Input data:

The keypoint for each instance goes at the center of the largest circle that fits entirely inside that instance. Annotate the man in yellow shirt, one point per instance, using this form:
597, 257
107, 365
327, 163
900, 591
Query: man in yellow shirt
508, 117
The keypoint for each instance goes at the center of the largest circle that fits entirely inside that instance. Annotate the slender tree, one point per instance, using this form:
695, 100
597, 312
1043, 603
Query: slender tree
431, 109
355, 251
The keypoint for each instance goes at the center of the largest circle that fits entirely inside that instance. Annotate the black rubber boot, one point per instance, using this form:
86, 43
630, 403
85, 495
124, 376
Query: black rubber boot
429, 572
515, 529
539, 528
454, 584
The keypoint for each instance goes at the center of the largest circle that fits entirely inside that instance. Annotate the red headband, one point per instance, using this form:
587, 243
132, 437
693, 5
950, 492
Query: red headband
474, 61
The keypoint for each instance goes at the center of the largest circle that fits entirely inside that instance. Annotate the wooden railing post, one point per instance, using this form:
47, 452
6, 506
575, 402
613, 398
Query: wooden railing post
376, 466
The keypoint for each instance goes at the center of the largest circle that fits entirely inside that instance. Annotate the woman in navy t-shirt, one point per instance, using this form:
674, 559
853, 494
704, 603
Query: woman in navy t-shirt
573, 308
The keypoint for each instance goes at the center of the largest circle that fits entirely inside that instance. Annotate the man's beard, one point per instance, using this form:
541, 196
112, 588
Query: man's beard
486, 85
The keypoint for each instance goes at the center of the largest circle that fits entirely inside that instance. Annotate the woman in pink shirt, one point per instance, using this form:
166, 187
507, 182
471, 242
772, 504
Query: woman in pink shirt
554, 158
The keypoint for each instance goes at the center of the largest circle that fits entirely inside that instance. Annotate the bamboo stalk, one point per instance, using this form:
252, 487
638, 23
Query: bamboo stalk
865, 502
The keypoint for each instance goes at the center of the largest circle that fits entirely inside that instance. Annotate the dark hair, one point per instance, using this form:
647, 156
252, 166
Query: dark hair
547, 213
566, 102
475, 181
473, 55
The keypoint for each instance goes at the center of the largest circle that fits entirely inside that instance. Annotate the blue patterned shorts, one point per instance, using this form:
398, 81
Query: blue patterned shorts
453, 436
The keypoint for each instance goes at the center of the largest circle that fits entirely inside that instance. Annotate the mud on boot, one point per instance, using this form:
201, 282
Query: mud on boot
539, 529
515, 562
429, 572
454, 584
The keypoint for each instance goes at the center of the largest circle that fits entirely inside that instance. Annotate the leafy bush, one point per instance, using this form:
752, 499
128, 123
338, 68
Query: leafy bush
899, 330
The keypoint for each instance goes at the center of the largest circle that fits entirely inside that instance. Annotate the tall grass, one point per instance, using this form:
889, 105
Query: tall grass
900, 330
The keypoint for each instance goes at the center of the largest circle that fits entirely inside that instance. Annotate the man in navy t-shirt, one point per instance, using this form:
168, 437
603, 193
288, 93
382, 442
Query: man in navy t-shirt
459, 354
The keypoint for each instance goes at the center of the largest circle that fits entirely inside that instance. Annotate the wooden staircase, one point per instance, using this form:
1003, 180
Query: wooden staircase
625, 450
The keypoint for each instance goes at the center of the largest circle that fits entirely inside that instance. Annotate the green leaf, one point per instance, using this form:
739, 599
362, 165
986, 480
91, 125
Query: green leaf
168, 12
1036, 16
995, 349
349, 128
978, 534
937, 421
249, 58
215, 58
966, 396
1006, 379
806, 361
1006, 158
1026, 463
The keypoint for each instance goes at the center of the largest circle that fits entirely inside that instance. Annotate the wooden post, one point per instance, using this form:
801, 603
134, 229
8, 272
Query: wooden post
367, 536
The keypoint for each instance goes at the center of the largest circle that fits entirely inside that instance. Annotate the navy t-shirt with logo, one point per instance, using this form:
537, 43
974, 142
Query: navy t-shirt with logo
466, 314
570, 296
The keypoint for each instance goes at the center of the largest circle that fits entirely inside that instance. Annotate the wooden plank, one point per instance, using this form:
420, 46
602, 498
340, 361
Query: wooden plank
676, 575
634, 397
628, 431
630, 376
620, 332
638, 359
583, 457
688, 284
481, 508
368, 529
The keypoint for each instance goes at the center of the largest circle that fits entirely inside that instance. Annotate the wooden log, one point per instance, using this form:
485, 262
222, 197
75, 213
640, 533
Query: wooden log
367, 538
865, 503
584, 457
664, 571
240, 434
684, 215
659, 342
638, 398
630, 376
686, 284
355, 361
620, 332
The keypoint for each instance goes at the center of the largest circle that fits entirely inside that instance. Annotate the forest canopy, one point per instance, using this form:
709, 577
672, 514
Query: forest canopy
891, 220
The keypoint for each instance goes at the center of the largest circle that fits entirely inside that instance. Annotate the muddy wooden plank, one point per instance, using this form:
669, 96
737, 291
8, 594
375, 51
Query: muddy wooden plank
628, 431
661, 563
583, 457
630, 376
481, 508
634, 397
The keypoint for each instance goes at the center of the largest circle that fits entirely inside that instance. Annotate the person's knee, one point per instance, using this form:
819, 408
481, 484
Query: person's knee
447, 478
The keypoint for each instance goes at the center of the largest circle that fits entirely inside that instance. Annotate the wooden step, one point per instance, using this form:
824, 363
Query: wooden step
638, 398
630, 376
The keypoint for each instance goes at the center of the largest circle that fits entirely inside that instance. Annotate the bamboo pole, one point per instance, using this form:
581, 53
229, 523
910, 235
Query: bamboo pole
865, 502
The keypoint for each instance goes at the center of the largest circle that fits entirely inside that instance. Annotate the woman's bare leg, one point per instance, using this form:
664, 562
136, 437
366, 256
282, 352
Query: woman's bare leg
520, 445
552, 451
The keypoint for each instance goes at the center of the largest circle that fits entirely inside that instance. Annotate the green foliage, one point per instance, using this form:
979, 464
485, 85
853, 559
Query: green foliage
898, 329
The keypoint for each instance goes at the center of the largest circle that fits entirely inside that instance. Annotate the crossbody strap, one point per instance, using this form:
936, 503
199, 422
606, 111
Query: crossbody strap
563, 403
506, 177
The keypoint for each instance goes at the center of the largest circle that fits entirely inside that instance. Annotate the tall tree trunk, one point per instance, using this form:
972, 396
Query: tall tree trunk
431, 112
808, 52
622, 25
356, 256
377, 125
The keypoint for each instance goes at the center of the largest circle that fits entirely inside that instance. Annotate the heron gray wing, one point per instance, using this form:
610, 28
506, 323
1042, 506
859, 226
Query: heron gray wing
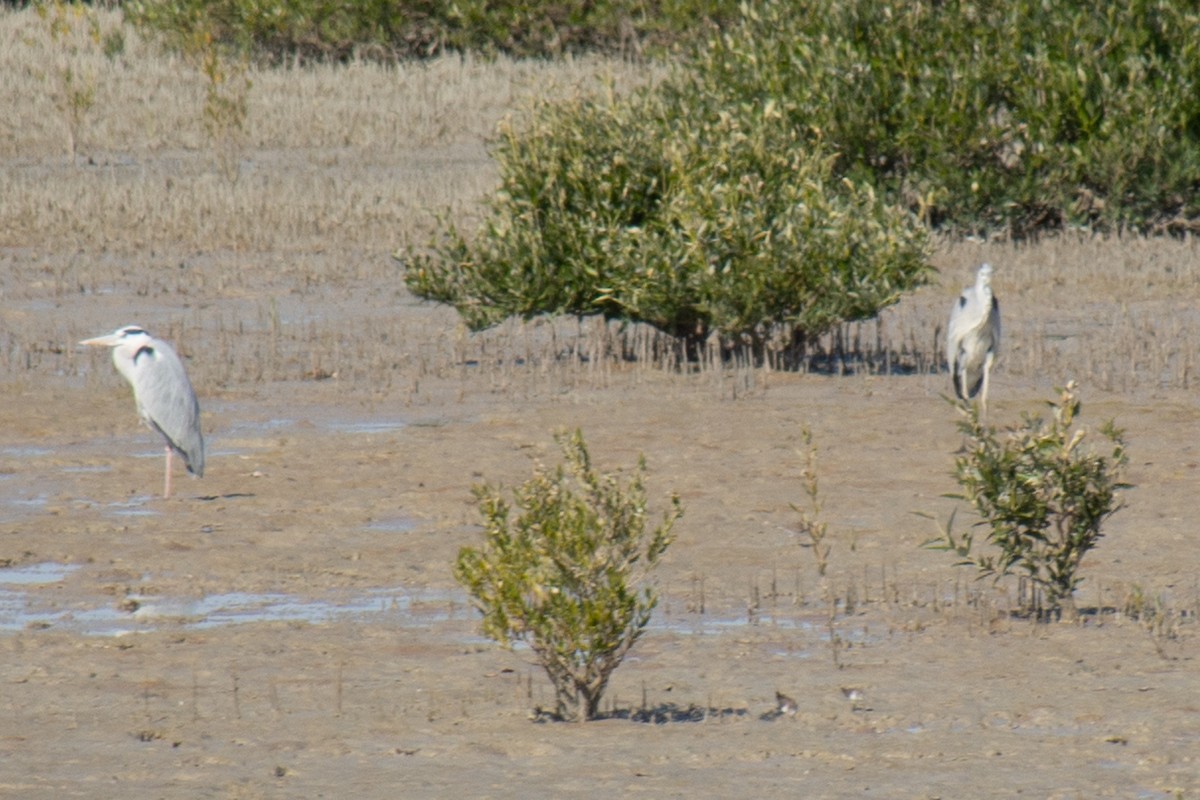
167, 401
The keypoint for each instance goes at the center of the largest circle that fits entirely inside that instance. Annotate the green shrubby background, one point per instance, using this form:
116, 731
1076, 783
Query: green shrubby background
784, 176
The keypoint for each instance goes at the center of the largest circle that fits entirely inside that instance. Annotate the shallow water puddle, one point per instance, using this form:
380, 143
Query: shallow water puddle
23, 606
143, 613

Task requirements:
Reproduce exactly the part of the records above that begins at the line holding "Query: green foliage" and ends at the final line, both included, leaving out the pictures.

Exercise output:
Query: green foliage
898, 329
The keypoint for each instance goes at the center of the largest circle that fits entirely inside that instance. Annotate the crossbody strap, one point per instance, using this form:
936, 503
199, 422
606, 111
Query: crossbody strap
563, 403
506, 177
The keypoint for each instance goes at the center of the largest circle that fits entirely inside that instance. Annotate the tall tree trunk, one point per instance, using this form:
972, 396
Query: tall tree trunk
431, 112
808, 52
622, 25
356, 256
377, 125
The keypoint for each instance goes at the center of the largest circle that fits entirely inside that instance. Annotate the heron gray wing, one point per instance, using this form:
610, 28
506, 323
1042, 506
859, 226
Query: heron gray wing
167, 401
The keypoint for each instance goes at the center of the largest circle that fits entirely inside that instance. Annotate the green shrubby background, one point per instance, using this form:
116, 731
1076, 783
Query: green shrubby background
784, 176
The keypoint for each instance goes at the center of the largest circle that fits entirely inside that instance. Annotate the shallow water puddle, one point per instance, using this form:
380, 143
Query: shallow water puddle
23, 606
143, 613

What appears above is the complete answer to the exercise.